* [TEXT EXTRACT]:
FAITH IN INDONESIA

FAITH IN INDONESIA
The shape of the world a generation from now will be influenced far more by how we communicate the values of our society to others than by military or diplomatic superiority. William Fulbright, 1964

Tuesday, July 04, 2023

FAR TOO LITTLE, FAR TOO LATE

 A  genocide howling for an apology gets ‘regrets'




 

Before he left for a brief trip to Sydney, Indonesian President Joko ‘Jokowi’ Widodo took a stab at reconciliation.  It’s unlikely to succeed.

 

It’s a truism of politics: Leaders whose time  is up sometimes get an itch to tidy up wrongs unmentioned when pitching for power. 

 

The Indonesian Constitution restricts presidents to two five-year terms. So Jokowi will bow off the stage after the election next February.

 

Suddenly he’s remembered that the  unresolved violence of the past impacting millions needs attention. This is what human rights activists have been pushing him and his predecessors to recognise and repair for decades, only to be told to forget and move on.

* [MATERIAL]:
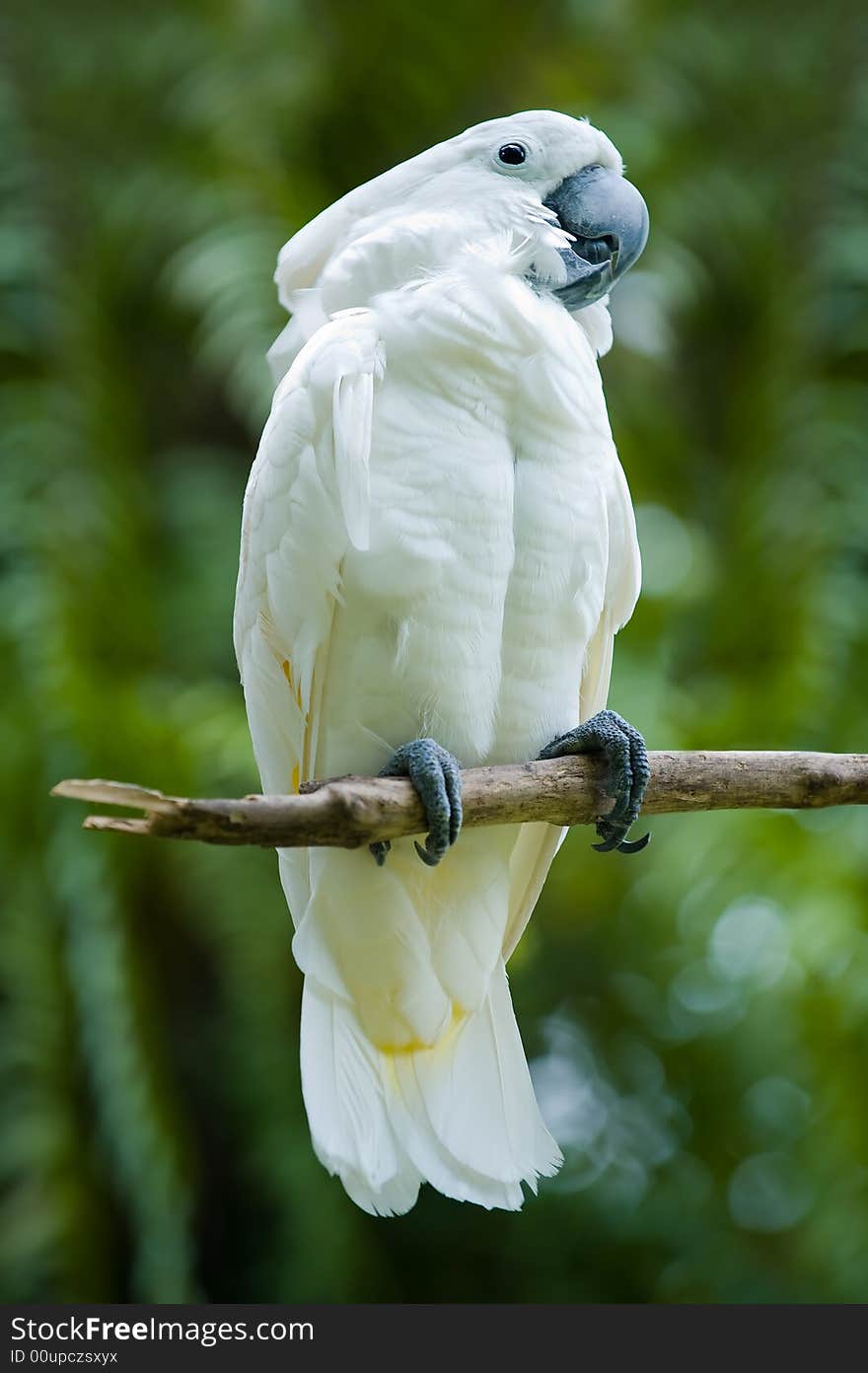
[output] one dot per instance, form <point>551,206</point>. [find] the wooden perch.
<point>349,812</point>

* [OBJECTIVES]:
1. In the post about Jokowi's reconciliation effort, what limit does the Indonesian Constitution place on presidential terms?
2. Extend the post about Jokowi's reconciliation effort, starting right after its last sentence.

* [ANSWERS FOR THE EXERCISE]:
1. Presidents are limited to two five-year terms.

2.
 

In a speech last month Jokowi acknowledged a dozen ‘human rights violations’ since 1965. The most serious erupted that year when an estimated half-million were hacked or shot in a military-organised purge of real or imagined Communists. 

 

Their mutilated corpses were tossed in rivers and gullies, families fearing retrieval for burial lest being painted Red.

 

As with the Holocaust, there have been deniers. However, a much-awarded young Australian researcher Dr Jess Melvin has conclusively proved the slaughter was a genocide orchestrated by second President and former army general Soeharto.

 

Seventh president Jokowi has spent the past nine years concreting his legacy with much-needed infrastructure projects like toll roads and new rail lines, all leading to the future.

 

The past is painful and tougher to fix. Too many festering sores for too long. Millions of families with relatives who were thought to be on the left have been affected. Even now some victims’ relatives fear talking to journalists lest the guilty seek revenge.

 

Jokowi has announced a ‘programme’ to examine the issues, which at first glance seems an honest bid to settle unfinished business. However close reading shows it will only please the alleged perpetrators.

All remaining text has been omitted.